• What is needed
From the line containing "Target: white cloud" through the last line of the data, both ends included, write out every line exactly; omit the pictures.

• Material to process
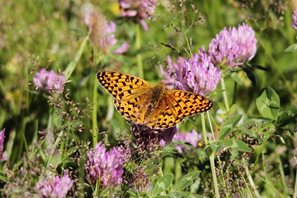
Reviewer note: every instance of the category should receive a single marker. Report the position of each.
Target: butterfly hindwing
(128, 92)
(136, 100)
(176, 105)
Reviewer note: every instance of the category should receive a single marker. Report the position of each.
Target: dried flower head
(49, 81)
(107, 166)
(55, 187)
(197, 74)
(102, 32)
(294, 20)
(189, 137)
(3, 155)
(139, 10)
(233, 46)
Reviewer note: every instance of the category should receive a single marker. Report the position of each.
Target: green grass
(251, 158)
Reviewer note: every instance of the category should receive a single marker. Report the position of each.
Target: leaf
(162, 184)
(268, 104)
(186, 180)
(291, 48)
(228, 125)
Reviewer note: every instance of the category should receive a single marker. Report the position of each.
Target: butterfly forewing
(129, 93)
(135, 100)
(176, 105)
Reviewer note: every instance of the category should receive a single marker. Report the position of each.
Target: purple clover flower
(49, 81)
(107, 166)
(140, 10)
(197, 74)
(188, 137)
(294, 20)
(233, 46)
(102, 32)
(55, 187)
(3, 155)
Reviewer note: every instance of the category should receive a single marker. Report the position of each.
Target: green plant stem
(295, 187)
(138, 47)
(54, 147)
(210, 126)
(211, 157)
(72, 65)
(251, 181)
(204, 128)
(225, 95)
(94, 113)
(214, 175)
(281, 170)
(96, 192)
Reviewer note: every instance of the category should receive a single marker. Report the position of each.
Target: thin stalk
(210, 126)
(96, 192)
(54, 147)
(204, 128)
(214, 139)
(94, 113)
(251, 181)
(281, 170)
(138, 47)
(225, 94)
(211, 158)
(214, 176)
(295, 187)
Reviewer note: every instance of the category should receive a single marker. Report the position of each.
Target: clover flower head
(188, 137)
(233, 46)
(49, 81)
(55, 187)
(107, 166)
(3, 155)
(294, 20)
(148, 139)
(197, 74)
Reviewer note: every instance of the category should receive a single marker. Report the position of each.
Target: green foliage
(250, 149)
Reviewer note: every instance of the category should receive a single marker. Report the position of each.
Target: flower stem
(138, 47)
(204, 128)
(225, 94)
(214, 176)
(210, 125)
(211, 157)
(295, 187)
(94, 113)
(251, 181)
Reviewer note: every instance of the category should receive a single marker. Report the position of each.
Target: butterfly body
(153, 106)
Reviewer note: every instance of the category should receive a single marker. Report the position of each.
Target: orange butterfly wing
(133, 98)
(129, 93)
(174, 106)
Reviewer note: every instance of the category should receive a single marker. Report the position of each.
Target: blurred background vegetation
(48, 34)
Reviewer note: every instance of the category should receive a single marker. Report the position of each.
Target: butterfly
(151, 105)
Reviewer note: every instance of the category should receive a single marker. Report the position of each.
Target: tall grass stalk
(211, 158)
(138, 47)
(94, 111)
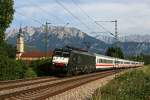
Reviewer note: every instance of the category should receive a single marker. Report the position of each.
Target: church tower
(19, 44)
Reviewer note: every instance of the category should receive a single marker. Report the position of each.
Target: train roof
(82, 52)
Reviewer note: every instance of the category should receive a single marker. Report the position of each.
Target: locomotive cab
(60, 58)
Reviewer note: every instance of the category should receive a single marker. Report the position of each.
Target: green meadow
(132, 85)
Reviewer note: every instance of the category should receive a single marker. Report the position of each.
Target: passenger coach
(74, 61)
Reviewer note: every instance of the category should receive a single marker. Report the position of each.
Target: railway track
(44, 89)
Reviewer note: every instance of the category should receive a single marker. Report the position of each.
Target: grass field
(132, 85)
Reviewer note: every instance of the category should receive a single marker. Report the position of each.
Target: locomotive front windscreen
(62, 53)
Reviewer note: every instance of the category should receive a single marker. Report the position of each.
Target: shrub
(29, 73)
(10, 69)
(42, 67)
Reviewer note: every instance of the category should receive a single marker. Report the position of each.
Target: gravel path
(82, 92)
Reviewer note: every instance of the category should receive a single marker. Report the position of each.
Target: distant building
(28, 56)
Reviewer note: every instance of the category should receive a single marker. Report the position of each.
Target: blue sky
(133, 15)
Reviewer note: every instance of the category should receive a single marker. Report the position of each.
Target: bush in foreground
(133, 85)
(41, 67)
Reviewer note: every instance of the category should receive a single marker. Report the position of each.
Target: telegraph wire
(66, 9)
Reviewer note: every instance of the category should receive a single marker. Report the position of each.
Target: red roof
(36, 54)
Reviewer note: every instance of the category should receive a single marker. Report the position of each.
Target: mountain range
(58, 36)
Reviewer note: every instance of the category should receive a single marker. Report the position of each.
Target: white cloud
(133, 17)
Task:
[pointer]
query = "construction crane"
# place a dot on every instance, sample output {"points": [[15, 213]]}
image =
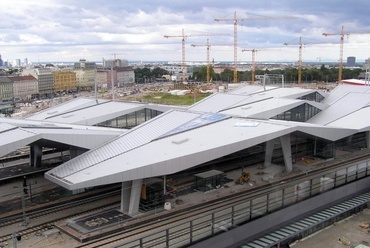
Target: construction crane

• Result of this task
Target: white cloud
(133, 17)
Task:
[pointer]
query = "construction crane"
# place a dot on every instance, sample output {"points": [[15, 213]]}
image =
Target: construction crane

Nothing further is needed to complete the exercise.